Start of SELECTED EXTRACT

With the PyPDF2 package, you will be able to merge two or more PDFs into a single PDF document. For example, you have several types of reports that need to have a standard cover page. To deal with this type of situation, you might need the help of Python and the PyPDF2 package.

Here, we have mentioned an example where you will be merging PDFs together.

# pdf_merging.py

from PyPDF2 import PdfFileReader, PdfFileWriter

def merge_pdfs(paths, output):

    pdf_writer = PdfFileWriter()

    for path in paths:

        pdf_reader = PdfFileReader(path)

        for page in range(pdf_reader.getNumPages()):

            # Add each page to the writer object

            pdf_writer.addPage(pdf_reader.getPage(page))

    # Write out the merged PDF

    with open(output, 'wb') as out:

        pdf_writer.write(out)

if __name__ == '__main__':

    paths = ['document1.pdf', 'document2.pdf']

    merge_pdfs(paths, output='merged.pdf')

The merge_pdfs() is used when you want to merge a list of PDFs together. You must be aware of the location where you want to save the result. This function takes the input path’s list and the output for it to save the merged output.

As you can see, a loop is created for the inputs and a PDF reader object is created for every input. The next step is iterating over the pages of the PDF file and add all the pages to itself using the .addPage(). After all the pages have been iterated of all the PDFs, the end result is written onto a single PDF.

Another feature of PyPDF2 is that if you don’t want to merge all the pages of the PDF and want to add just a range of pages, you can enhance the script. You can also use the argparse module or Python for creating a command-line interface for the function.

End of SELECTED EXTRACT
Start of THE RECORDS

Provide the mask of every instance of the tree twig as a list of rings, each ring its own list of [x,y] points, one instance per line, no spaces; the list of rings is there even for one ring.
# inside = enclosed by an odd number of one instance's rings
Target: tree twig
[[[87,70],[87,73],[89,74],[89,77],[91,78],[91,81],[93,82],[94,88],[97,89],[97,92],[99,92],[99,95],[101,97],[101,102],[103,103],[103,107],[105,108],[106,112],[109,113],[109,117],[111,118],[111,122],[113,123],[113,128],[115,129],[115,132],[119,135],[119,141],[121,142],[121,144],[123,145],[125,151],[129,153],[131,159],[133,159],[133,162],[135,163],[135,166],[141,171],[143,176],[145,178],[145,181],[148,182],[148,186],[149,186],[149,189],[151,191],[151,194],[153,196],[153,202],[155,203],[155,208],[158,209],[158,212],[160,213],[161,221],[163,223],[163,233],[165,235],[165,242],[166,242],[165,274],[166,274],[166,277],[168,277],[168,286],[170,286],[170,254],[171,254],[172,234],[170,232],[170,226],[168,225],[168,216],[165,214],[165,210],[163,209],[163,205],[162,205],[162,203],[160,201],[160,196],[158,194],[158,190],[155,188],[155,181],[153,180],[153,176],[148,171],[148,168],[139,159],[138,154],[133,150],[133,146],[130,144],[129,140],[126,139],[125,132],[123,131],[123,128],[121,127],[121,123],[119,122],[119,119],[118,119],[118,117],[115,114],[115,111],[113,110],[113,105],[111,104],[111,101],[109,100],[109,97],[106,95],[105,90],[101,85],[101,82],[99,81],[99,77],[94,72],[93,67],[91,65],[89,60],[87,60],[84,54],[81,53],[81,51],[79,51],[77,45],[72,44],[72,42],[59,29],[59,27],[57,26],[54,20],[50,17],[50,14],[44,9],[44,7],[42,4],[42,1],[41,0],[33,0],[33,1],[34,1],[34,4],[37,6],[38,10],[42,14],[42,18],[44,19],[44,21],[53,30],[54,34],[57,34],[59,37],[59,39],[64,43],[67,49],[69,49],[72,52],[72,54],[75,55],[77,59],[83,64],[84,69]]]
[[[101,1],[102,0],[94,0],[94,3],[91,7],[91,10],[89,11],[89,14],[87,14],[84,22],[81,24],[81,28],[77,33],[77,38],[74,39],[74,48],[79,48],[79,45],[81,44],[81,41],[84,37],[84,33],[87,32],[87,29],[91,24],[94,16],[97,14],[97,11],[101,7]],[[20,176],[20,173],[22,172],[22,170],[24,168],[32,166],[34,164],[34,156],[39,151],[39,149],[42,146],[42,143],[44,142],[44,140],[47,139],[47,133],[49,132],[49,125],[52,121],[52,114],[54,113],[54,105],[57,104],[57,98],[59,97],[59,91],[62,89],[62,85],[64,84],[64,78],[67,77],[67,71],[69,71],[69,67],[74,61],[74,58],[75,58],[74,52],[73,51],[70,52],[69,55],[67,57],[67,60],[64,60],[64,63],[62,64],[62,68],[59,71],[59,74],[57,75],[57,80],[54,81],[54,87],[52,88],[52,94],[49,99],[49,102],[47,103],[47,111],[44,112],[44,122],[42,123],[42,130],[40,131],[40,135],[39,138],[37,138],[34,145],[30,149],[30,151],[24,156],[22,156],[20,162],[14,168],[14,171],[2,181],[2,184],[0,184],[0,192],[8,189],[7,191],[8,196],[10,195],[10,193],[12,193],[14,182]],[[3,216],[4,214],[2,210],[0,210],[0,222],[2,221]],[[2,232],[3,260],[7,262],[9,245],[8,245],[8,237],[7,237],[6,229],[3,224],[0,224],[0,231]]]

End of THE RECORDS

TASKS TO CARRY OUT:
• 1. For the PDF-merging text, state whether each statement agrees with it, answering yes or no and quoting the deciding words: (a) The merge_pdfs() function takes a list of input paths and an output. (b) One PDF reader object serves all of the inputs. (c) The argparse module can be used to build a command-line interface for the function.
• 2. Render the lines of the listing from its first line through the line holding "Target: tree twig", inclusive, as a Markdown table with the columns Row and Line. Leave out blank lines.

ANSWERS TO THE TASKS:
• 1.
(a) Yes: "This function takes the input path’s list and the output for it to save the merged output."
(b) No: "a PDF reader object is created for every input."
(c) Yes: "You can also use the argparse module or Python for creating a command-line interface for the function."

• 2.
| Row | Line |
|---|---|
| 1 | Provide the mask of every instance of the tree twig as a list of rings, each ring its own list of [x,y] points, one instance per line, no spaces; the list of rings is there even for one ring. |
| 2 | # inside = enclosed by an odd number of one instance's rings |
| 3 | Target: tree twig |